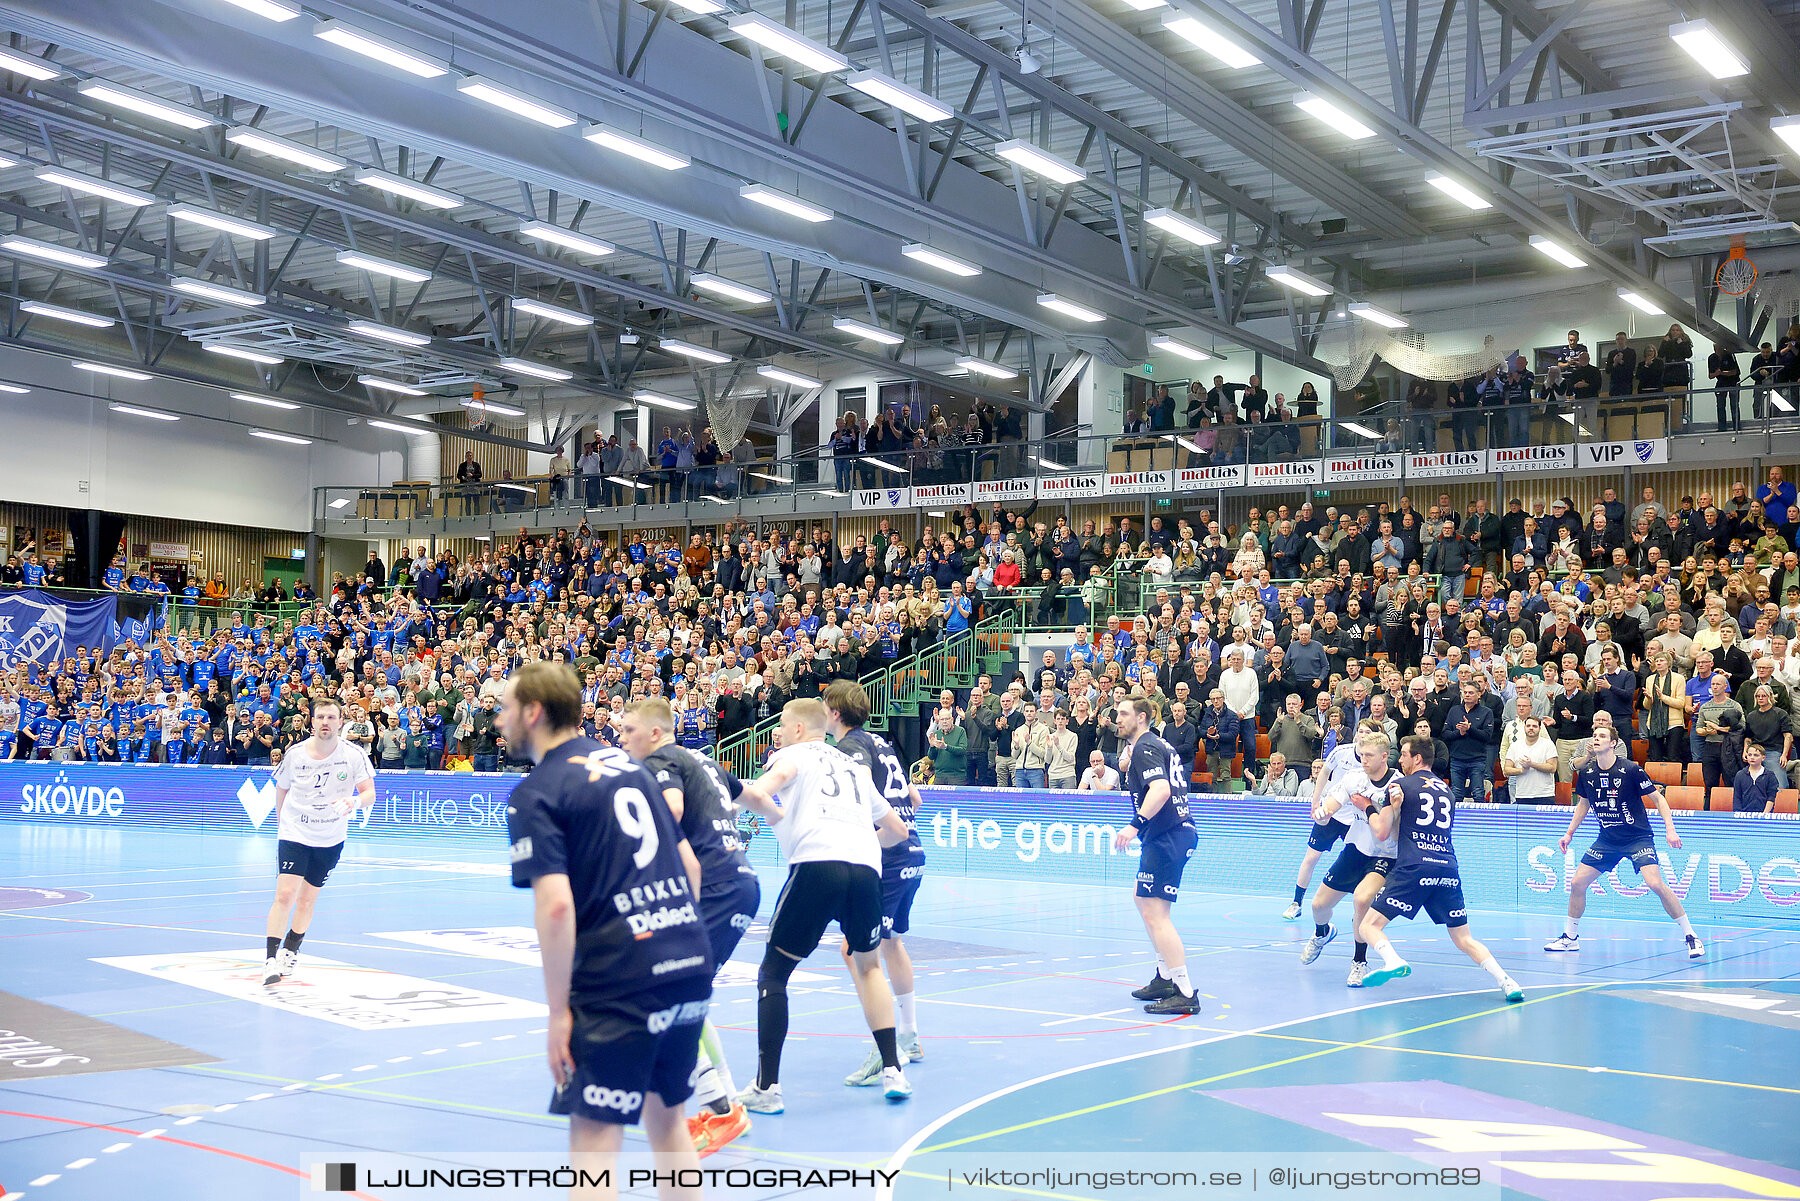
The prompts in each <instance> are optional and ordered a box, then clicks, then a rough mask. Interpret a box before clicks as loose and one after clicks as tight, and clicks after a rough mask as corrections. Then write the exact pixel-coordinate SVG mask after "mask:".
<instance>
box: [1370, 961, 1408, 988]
mask: <svg viewBox="0 0 1800 1201" xmlns="http://www.w3.org/2000/svg"><path fill="white" fill-rule="evenodd" d="M1411 974H1413V965H1411V963H1400V965H1397V967H1377V969H1375V971H1372V972H1370V974H1368V976H1364V978H1363V987H1364V989H1379V987H1381V985H1384V983H1388V981H1390V980H1400V978H1402V976H1411Z"/></svg>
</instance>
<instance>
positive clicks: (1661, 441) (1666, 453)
mask: <svg viewBox="0 0 1800 1201" xmlns="http://www.w3.org/2000/svg"><path fill="white" fill-rule="evenodd" d="M1667 461H1669V439H1667V438H1636V439H1633V441H1584V443H1582V445H1580V465H1582V468H1602V470H1604V468H1620V466H1649V465H1654V463H1667Z"/></svg>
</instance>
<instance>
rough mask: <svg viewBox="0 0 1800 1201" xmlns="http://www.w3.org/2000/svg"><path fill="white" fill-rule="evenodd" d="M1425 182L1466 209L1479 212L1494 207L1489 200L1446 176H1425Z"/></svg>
mask: <svg viewBox="0 0 1800 1201" xmlns="http://www.w3.org/2000/svg"><path fill="white" fill-rule="evenodd" d="M1426 182H1427V184H1431V185H1433V187H1436V189H1438V191H1440V193H1444V194H1445V196H1449V198H1451V200H1454V202H1458V203H1460V205H1463V207H1467V209H1474V211H1481V209H1492V207H1494V203H1492V202H1490V200H1485V198H1483V196H1480V194H1476V193H1474V191H1472V189H1471V187H1467V185H1465V184H1460V182H1456V180H1453V178H1451V176H1447V175H1427V176H1426Z"/></svg>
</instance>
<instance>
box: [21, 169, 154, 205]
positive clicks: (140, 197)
mask: <svg viewBox="0 0 1800 1201" xmlns="http://www.w3.org/2000/svg"><path fill="white" fill-rule="evenodd" d="M36 175H38V178H40V180H43V182H45V184H59V185H63V187H67V189H68V191H72V193H83V194H88V196H99V198H101V200H112V202H115V203H126V205H131V207H133V209H142V207H144V205H148V203H157V198H155V196H153V194H151V193H146V191H140V189H137V187H126V185H124V184H113V182H112V180H103V178H95V176H92V175H83V173H81V171H70V169H67V167H38V173H36Z"/></svg>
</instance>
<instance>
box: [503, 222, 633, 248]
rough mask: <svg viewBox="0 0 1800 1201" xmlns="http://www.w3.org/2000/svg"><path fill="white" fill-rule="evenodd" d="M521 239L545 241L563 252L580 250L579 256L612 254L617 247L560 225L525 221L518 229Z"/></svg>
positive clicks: (608, 241)
mask: <svg viewBox="0 0 1800 1201" xmlns="http://www.w3.org/2000/svg"><path fill="white" fill-rule="evenodd" d="M518 234H520V236H522V238H536V239H538V241H547V243H551V245H553V247H562V248H563V250H580V252H581V254H596V256H599V254H612V252H614V250H616V248H617V247H614V245H612V243H610V241H601V239H599V238H589V236H587V234H578V232H574V230H571V229H563V227H562V225H551V223H549V221H526V223H524V225H520V227H518Z"/></svg>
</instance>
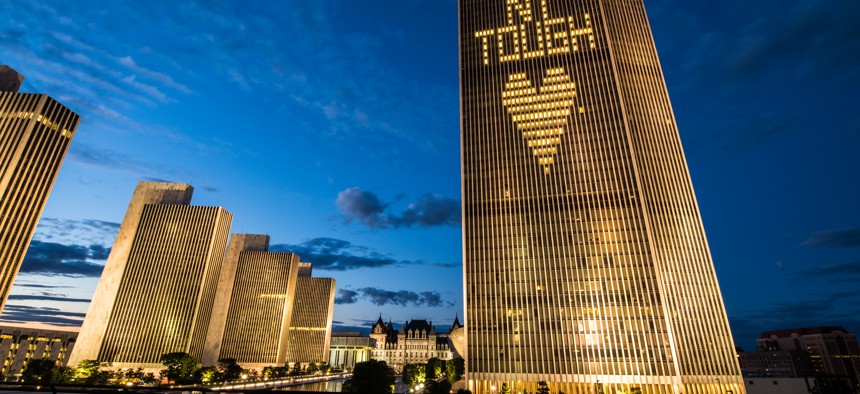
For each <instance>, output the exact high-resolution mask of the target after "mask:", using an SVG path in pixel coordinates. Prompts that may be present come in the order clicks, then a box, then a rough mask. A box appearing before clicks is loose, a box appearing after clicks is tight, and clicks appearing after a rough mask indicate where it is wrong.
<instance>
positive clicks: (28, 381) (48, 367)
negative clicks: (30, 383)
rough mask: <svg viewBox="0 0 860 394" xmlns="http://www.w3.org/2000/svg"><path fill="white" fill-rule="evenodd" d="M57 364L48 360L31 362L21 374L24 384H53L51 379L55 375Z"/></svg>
mask: <svg viewBox="0 0 860 394" xmlns="http://www.w3.org/2000/svg"><path fill="white" fill-rule="evenodd" d="M56 366H57V364H56V363H55V362H54V361H52V360H48V359H42V360H39V359H37V360H30V361H28V362H27V366H26V367H24V372H22V373H21V380H23V381H24V383H31V384H49V383H51V377H52V376H53V374H54V367H56Z"/></svg>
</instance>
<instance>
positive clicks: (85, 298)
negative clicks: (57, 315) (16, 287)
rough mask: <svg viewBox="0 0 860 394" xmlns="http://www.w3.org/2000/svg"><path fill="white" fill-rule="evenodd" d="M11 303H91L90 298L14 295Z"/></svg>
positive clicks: (90, 300) (27, 295)
mask: <svg viewBox="0 0 860 394" xmlns="http://www.w3.org/2000/svg"><path fill="white" fill-rule="evenodd" d="M9 300H10V301H55V302H90V301H92V300H91V299H88V298H69V297H58V296H50V295H31V294H12V295H10V296H9Z"/></svg>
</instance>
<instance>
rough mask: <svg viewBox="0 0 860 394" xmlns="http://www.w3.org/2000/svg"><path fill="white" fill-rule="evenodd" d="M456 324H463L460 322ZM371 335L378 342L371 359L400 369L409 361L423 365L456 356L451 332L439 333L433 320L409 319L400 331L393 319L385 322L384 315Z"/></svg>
mask: <svg viewBox="0 0 860 394" xmlns="http://www.w3.org/2000/svg"><path fill="white" fill-rule="evenodd" d="M456 320H457V319H455V321H456ZM456 323H457V324H458V325H459V321H457V322H456ZM370 338H371V339H372V340H373V341H374V349H373V352H372V354H371V358H372V359H374V360H377V361H385V362H386V363H388V365H389V366H391V367H393V368H394V369H395V370H396V371H400V370H402V368H403V366H404V365H405V364H423V363H426V362H427V360H429V359H431V358H438V359H440V360H451V359H453V358H454V351H453V346H451V343H450V341H449V339H448V334H447V333H437V332H436V327H434V326H433V323H432V322H429V321H427V320H417V319H415V320H410V321H407V322H405V324H404V325H403V326H402V327H400V329H399V330H398V329H395V327H394V325H393V324H392V323H391V322H390V321H389V322H388V323H385V322H383V321H382V316H381V315H380V317H379V319H378V320H377V321H376V323H375V324H374V325H373V327H372V328H371V331H370Z"/></svg>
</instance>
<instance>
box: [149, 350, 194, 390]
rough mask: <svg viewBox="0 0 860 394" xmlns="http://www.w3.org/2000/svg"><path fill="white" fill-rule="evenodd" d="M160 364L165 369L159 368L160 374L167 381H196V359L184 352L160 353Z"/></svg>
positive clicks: (180, 381) (176, 381)
mask: <svg viewBox="0 0 860 394" xmlns="http://www.w3.org/2000/svg"><path fill="white" fill-rule="evenodd" d="M159 361H161V364H162V365H164V367H165V369H162V370H161V375H162V376H163V377H165V378H167V380H168V381H173V382H176V383H179V384H189V383H196V380H197V376H195V375H196V373H197V370H198V369H199V368H198V367H197V359H196V358H194V357H191V356H190V355H189V354H188V353H185V352H176V353H167V354H162V355H161V359H160V360H159Z"/></svg>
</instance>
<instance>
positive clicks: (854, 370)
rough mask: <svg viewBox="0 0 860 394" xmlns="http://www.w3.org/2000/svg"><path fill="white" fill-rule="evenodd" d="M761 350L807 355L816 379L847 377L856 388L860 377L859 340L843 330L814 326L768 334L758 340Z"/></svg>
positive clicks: (859, 357)
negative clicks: (782, 351)
mask: <svg viewBox="0 0 860 394" xmlns="http://www.w3.org/2000/svg"><path fill="white" fill-rule="evenodd" d="M757 342H758V348H759V349H760V351H770V352H774V351H793V352H805V353H807V354H808V357H809V360H810V362H811V369H812V373H813V374H814V375H815V376H819V377H820V376H830V377H843V378H845V379H847V380H848V381H849V382H850V383H851V386H852V387H856V386H857V385H858V376H860V346H858V344H857V337H856V336H855V335H854V334H851V333H849V332H848V330H846V329H845V328H843V327H838V326H832V327H811V328H797V329H788V330H776V331H768V332H765V333H763V334H762V335H761V338H759V339H758V341H757Z"/></svg>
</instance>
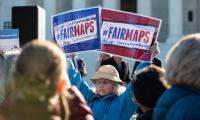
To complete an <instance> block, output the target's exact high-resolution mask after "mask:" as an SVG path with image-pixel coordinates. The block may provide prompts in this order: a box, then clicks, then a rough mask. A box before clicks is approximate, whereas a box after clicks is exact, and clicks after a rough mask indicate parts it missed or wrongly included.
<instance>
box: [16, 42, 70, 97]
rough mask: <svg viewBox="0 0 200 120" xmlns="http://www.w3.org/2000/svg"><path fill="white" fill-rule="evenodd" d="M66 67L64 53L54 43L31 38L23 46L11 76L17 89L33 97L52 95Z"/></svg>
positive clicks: (57, 84)
mask: <svg viewBox="0 0 200 120" xmlns="http://www.w3.org/2000/svg"><path fill="white" fill-rule="evenodd" d="M66 68H67V64H66V59H65V55H64V53H63V52H62V50H61V49H60V48H59V47H58V46H57V45H56V44H54V43H52V42H49V41H46V40H33V41H31V42H29V43H27V44H26V45H25V46H24V47H23V50H22V52H21V54H20V56H19V58H18V60H17V62H16V69H15V72H14V77H13V78H14V81H15V84H16V86H17V91H21V92H23V93H24V95H27V96H29V97H34V98H37V97H38V98H44V97H47V96H48V95H50V94H51V95H52V94H53V93H55V92H56V89H57V86H58V83H59V82H60V81H62V80H66V78H67V73H66ZM67 82H68V81H67ZM67 85H69V83H67Z"/></svg>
━━━━━━━━━━
WHAT TO DO -
Copy out every line from the data above that has "before" in it.

SOLUTION TO THIS TASK -
The prompts in each <instance> are optional and ordered a box, then clicks, then a rough mask. Interpret a box before clicks as loose and one after clicks as tight, and clicks after a rough mask as corrections. Then write the exact pixel-coordinate SVG mask after "mask:".
For each <instance>, output the exact high-resolution mask of the target after "mask:", using an SVG path in pixel coordinates. Prompts that may be present come in the order clicks, then a box, then a rough mask. A box appearing before clicks is loose, a box appearing after clicks is tight, and clicks appearing after a rough mask indicate where it is wrong.
To complete an <instance> block, output the target's exact high-resolution mask after "mask:" as an SVG path with image-pixel coordinates. The block may provide prompts in this order: a box, then clicks, then a rough mask. A box before clicks is approximate, whereas a box after clicks is exact, and clicks after a rough mask indicate parts it missed or wrongly included.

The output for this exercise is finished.